Point localization data
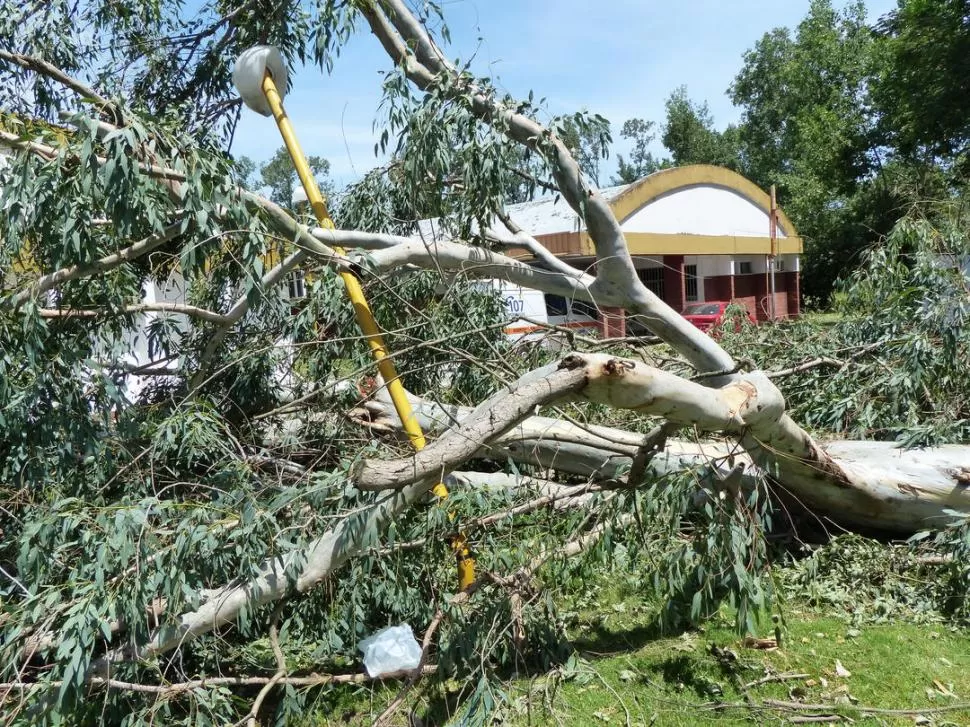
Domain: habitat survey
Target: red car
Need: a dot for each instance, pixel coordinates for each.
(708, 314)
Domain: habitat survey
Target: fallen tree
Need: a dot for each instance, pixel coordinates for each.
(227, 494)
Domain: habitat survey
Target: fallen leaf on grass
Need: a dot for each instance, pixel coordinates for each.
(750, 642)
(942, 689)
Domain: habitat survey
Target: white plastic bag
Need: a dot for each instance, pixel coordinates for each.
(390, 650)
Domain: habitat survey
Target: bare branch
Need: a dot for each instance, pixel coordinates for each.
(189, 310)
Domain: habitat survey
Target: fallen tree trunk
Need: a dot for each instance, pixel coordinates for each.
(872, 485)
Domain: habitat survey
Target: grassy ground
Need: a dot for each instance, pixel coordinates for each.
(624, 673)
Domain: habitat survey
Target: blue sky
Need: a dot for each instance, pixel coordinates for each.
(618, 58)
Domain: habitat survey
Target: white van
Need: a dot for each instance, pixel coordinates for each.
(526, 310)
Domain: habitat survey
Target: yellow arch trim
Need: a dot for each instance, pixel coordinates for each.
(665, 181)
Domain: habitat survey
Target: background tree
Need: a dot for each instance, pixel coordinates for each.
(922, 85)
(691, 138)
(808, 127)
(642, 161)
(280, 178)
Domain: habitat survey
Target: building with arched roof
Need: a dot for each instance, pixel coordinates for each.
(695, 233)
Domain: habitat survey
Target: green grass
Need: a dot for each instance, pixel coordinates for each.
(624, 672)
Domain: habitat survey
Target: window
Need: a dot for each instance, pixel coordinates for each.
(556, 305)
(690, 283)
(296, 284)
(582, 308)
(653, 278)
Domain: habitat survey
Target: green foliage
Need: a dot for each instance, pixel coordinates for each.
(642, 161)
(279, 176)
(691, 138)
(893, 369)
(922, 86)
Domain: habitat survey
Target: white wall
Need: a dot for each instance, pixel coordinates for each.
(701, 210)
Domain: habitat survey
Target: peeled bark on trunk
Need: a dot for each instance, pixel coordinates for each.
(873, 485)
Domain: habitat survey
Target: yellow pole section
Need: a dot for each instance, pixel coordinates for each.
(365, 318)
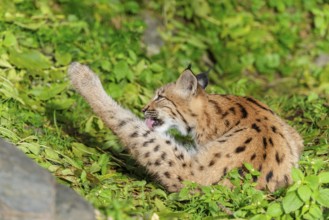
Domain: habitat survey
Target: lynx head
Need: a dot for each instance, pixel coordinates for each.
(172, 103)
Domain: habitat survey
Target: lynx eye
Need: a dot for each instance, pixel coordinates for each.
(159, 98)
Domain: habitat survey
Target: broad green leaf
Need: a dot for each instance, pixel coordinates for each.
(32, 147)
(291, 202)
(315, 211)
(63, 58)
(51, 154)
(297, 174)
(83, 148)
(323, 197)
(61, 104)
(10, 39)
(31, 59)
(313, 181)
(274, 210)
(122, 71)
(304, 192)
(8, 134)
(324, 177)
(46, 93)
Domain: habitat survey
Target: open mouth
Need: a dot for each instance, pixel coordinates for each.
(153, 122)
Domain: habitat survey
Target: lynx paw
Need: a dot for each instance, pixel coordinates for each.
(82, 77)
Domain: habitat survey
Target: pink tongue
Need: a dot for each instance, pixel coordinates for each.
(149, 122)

• TASK: Pull every line with the word "lynx" from the data.

• REPLY:
Target: lynx head
Target: lynx eye
Target: lynx paw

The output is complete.